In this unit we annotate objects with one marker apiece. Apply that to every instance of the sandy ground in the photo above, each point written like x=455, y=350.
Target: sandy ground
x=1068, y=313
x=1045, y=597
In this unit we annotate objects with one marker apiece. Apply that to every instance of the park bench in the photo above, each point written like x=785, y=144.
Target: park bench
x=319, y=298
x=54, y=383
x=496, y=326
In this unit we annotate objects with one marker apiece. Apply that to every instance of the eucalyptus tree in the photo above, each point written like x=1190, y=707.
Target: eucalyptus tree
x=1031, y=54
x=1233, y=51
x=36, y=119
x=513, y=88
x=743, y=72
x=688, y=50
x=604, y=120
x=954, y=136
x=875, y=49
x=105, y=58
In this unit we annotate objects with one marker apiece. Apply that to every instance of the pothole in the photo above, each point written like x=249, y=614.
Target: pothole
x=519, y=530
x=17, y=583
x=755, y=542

====

**What is being asked:**
Nothing above should be left out; write out every record exactly.

**Result below:**
In this unit we annotate objects with one marker apiece. Apply that to every instance of the sandy ground in the photo above, each point written like x=455, y=350.
Target: sandy ground
x=1068, y=313
x=1045, y=597
In this unit we annotate objects with one marker apiece. Apply that to every instance of the park bench in the photo above, each point written like x=785, y=144.
Target: park bench
x=319, y=298
x=54, y=383
x=496, y=326
In this unit we annotate objects with one marker apiece. Apply that to every instance of the eucalyptus tree in the photo above, each point written like x=1190, y=707.
Target: eucalyptus tree
x=1031, y=54
x=1233, y=51
x=36, y=119
x=513, y=88
x=743, y=72
x=688, y=50
x=604, y=120
x=954, y=136
x=875, y=49
x=105, y=58
In this unit we annotate objects with one marker apiece. Apply that to every instance of the pothole in the photo above, each point written like x=249, y=614.
Target: pothole
x=519, y=530
x=17, y=583
x=755, y=542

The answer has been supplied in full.